_Problem details_: List every distinct word in the forum post below that names a region or a nationality, giving each form once as it is spelled there.

_Text provided_:
□ □ □
Nov 20, 06 7:52 am  · 
 · 
chatter of clouds

as has been alluded to, taking a step back from the idea of a 'collective identity' would ease out the assumed natural distinction between east and west. ticktocker's usage of the term connotes a nationalistic base for the definition. the same revolution that was paramount in determined the european civility also determined european nationalism; the idealist roots of which are said to hail back to late 18th to 19th century german idealism/romanticism.

which is to say, that prior to the germination of those ideas, in accordance with ticktocker's post, there was no 'collective identity' in europe or elsewhere and that this is a novel technological advancement for humanity at large

ticktocker: " the notion of the City itself as the manifestation of political form can be traced to, say, the French Revolution. The elaboration of the natural rights of man, the social contract and the notion of collective responsibility"

i think this is nonsense. nationalism was created suchlike and not the 'City'. this incurred a nationalist's sense of belonging and duty and not an historically first collective/communal responsibility/cohesion incarnate.
□ □ □
_Given records_:
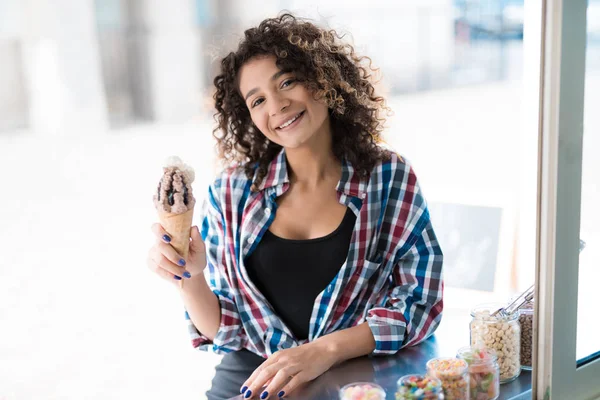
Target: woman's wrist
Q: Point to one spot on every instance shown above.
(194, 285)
□ □ □
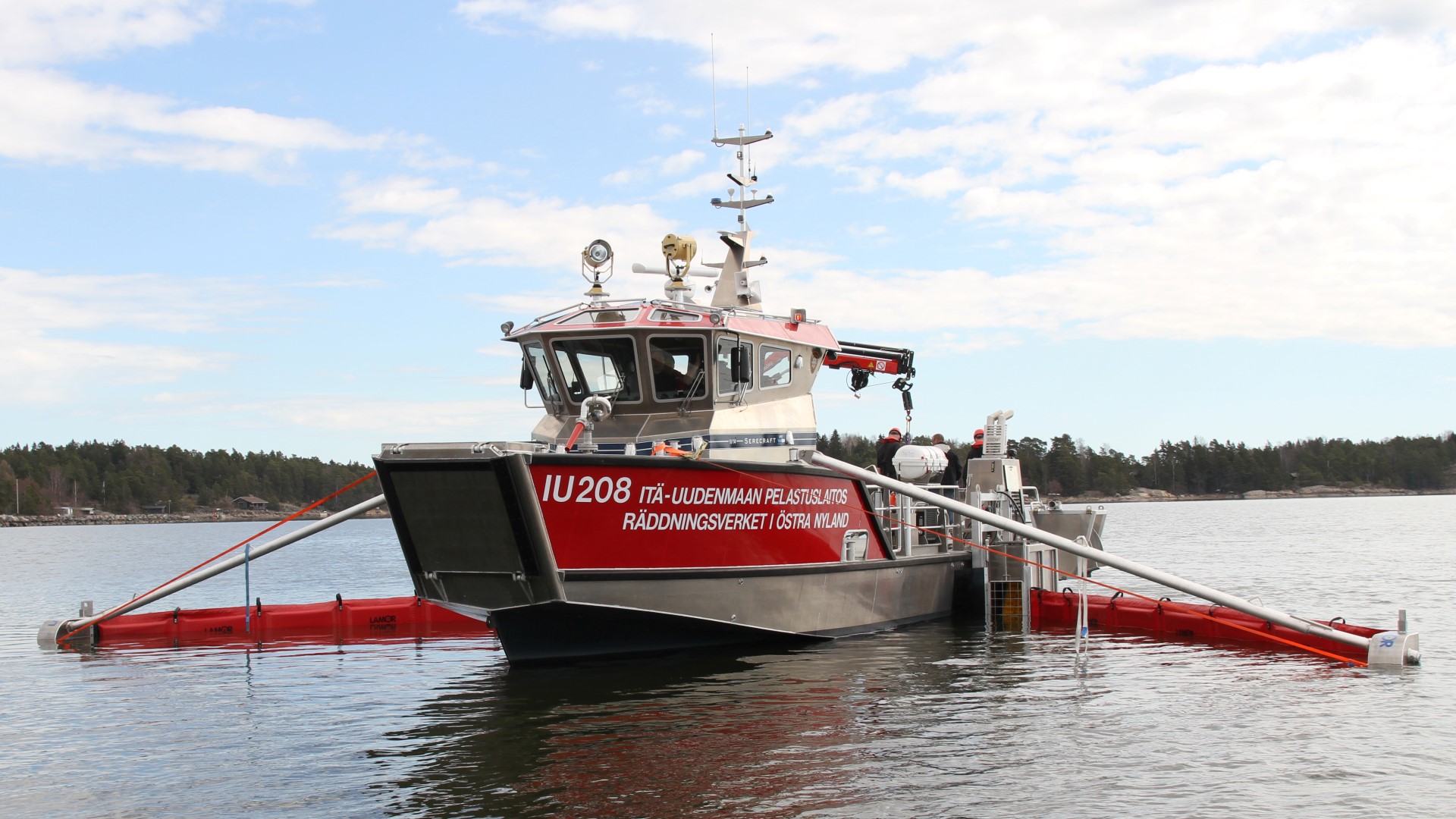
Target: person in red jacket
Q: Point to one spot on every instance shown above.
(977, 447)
□ □ □
_Complete output_: east, west, european, german, europe, French